═══ SOURCE TEXT

Re: [PATCH] PCI: pciehp: clear cmd_busy bit when Command Completed in polling mode

From: luanshi
Date: Sat Nov 20 2021 - 20:50:46 EST


Hi,thanks for your comments.

在 2021/11/19 20:00, Lukas Wunner 写道:
On Thu, Nov 11, 2021 at 01:42:58PM +0800, Liguang Zhang wrote:
Both the CCIE and HPIE bits are masked in pcie_disable_notification(),
when we issue a hotplug command, pcie_wait_cmd() will polling the
Command Completed bit instead of waiting for an interrupt. But cmd_busy
bit was not cleared when Command Completed which results in timeouts
like this in pciehp_power_off_slot() and pcie_init_notification():

pcieport 0000:00:03.0: pciehp: Timeout on hotplug command 0x01c0
(issued 2264 msec ago)

══════

### REQUIREMENT 1
Summarize the pciehp patch reply in two sentences.

═══ DATA TO PROCESS

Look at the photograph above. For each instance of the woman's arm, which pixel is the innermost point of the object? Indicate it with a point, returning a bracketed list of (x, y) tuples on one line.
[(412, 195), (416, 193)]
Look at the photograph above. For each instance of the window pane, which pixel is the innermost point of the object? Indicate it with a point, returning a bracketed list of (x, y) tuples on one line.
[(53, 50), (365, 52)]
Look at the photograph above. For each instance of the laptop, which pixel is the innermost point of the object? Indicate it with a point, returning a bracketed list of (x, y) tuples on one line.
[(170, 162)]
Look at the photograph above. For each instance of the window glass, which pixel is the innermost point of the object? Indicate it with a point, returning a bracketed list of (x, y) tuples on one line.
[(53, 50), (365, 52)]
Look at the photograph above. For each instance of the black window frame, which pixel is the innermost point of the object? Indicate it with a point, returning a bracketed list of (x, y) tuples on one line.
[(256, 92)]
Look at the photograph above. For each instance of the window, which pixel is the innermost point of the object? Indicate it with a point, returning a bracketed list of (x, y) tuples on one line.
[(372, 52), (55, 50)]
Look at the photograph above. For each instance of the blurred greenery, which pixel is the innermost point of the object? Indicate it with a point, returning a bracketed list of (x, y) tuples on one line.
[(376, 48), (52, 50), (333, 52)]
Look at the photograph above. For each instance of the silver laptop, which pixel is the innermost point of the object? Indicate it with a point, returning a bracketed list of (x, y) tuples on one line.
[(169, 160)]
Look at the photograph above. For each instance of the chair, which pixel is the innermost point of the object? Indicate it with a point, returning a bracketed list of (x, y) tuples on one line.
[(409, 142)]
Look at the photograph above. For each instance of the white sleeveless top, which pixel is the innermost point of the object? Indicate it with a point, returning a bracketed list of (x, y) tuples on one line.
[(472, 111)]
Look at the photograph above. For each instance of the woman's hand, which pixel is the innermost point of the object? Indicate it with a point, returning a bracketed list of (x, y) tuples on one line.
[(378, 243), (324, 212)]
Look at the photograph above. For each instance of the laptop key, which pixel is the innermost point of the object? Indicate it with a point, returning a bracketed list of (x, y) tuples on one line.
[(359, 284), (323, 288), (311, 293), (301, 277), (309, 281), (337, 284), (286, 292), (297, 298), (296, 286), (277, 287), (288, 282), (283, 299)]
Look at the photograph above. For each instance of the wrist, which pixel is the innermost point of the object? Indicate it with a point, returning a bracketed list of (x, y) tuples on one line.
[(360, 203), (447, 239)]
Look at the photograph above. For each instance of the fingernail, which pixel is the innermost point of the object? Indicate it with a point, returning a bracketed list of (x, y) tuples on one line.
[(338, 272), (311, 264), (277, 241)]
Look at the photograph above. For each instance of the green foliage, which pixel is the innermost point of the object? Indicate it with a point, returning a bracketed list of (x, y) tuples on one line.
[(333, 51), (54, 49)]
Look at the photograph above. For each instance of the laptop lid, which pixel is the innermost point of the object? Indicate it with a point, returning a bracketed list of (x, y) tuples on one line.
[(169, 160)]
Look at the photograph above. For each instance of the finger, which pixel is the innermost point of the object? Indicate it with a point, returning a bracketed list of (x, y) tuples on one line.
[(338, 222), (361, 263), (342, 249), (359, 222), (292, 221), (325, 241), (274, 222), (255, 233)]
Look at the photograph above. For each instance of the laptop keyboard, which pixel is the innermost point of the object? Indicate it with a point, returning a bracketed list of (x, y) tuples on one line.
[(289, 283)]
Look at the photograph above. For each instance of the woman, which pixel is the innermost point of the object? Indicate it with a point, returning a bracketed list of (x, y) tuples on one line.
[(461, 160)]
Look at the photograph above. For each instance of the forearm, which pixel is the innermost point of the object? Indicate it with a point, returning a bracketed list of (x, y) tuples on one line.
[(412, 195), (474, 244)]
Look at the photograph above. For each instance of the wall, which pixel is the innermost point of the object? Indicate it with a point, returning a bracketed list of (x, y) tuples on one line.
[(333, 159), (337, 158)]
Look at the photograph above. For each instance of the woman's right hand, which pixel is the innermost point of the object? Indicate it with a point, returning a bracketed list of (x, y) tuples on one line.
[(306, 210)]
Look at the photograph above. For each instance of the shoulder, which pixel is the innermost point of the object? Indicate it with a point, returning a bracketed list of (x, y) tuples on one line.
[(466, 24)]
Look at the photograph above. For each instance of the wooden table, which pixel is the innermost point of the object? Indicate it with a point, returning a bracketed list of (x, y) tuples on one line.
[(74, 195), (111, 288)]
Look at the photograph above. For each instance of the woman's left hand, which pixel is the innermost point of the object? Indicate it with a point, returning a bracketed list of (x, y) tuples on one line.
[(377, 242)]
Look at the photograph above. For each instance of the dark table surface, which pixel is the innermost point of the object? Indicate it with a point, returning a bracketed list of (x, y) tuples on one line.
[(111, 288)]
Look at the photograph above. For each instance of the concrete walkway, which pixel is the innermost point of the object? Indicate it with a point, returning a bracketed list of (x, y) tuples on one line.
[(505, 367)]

══════

### REQUIREMENT 2
Convert the rows from the line with "Look at the photograph above. For each instance of the black" to the line with "[(256, 92)]" into a two-column CSV with the columns request and answer. Give one row for each request and put each value in a single quoted field, replacing line breaks with spaces.

### PROBLEM SOLUTION 1
The quoted patch description explains that when both the CCIE and HPIE bits are masked in pcie_disable_notification(), pcie_wait_cmd() polls the Command Completed bit instead of waiting for an interrupt. Because the cmd_busy bit was not cleared when Command Completed, timeouts occurred in pciehp_power_off_slot() and pcie_init_notification(), such as a timeout on hotplug command 0x01c0.

### PROBLEM SOLUTION 2
request,answer
"Look at the photograph above. For each instance of the black window frame, which pixel is the innermost point of the object? Indicate it with a point, returning a bracketed list of (x, y) tuples on one line.","[(256, 92)]"